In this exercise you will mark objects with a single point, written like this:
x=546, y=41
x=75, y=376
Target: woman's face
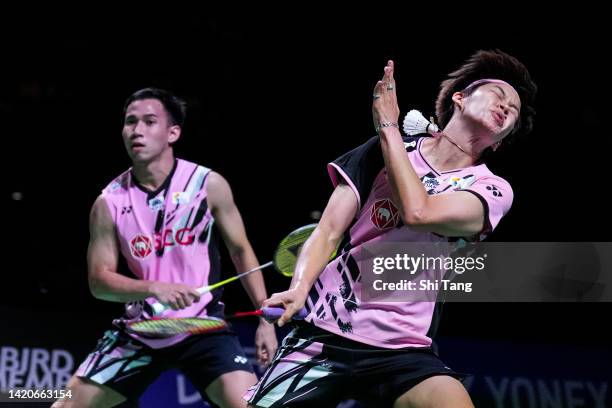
x=496, y=106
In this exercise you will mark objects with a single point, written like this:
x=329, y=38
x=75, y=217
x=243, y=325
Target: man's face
x=147, y=130
x=496, y=106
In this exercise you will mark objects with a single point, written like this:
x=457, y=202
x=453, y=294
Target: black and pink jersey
x=333, y=302
x=168, y=236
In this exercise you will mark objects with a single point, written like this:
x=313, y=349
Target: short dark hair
x=493, y=64
x=174, y=106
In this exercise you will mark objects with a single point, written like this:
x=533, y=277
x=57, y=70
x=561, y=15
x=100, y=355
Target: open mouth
x=499, y=119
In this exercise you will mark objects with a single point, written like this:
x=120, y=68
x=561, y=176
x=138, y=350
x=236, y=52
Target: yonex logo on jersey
x=180, y=197
x=141, y=246
x=430, y=182
x=156, y=204
x=410, y=146
x=494, y=190
x=384, y=214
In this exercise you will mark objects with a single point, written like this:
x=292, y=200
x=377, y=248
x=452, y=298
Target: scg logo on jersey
x=142, y=245
x=384, y=214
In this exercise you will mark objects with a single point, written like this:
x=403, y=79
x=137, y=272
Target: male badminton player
x=162, y=216
x=426, y=188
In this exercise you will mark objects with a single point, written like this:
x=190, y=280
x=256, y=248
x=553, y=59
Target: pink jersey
x=333, y=301
x=168, y=236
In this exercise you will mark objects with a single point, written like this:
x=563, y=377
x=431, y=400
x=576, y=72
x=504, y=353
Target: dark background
x=272, y=100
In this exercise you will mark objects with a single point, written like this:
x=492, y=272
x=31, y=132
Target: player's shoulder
x=119, y=184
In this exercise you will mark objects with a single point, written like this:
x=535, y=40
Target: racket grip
x=158, y=308
x=273, y=313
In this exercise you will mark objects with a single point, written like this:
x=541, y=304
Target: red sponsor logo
x=141, y=246
x=170, y=237
x=384, y=214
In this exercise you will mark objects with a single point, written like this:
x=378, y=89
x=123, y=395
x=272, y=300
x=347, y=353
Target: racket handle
x=273, y=313
x=158, y=308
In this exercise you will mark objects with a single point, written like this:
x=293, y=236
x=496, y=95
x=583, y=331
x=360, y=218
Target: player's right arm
x=103, y=257
x=314, y=256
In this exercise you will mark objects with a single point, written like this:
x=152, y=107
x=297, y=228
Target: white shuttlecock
x=415, y=123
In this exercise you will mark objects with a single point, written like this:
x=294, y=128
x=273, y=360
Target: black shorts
x=315, y=368
x=129, y=367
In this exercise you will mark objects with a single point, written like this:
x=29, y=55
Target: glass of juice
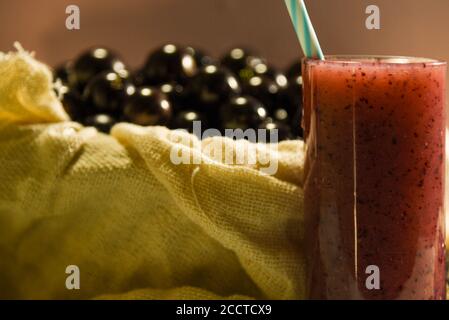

================================

## Work to do
Select each line in the data above that contains the string "racket", counting only matches with the same capitalization.

## Task answer
Target: racket grip
Target: racket handle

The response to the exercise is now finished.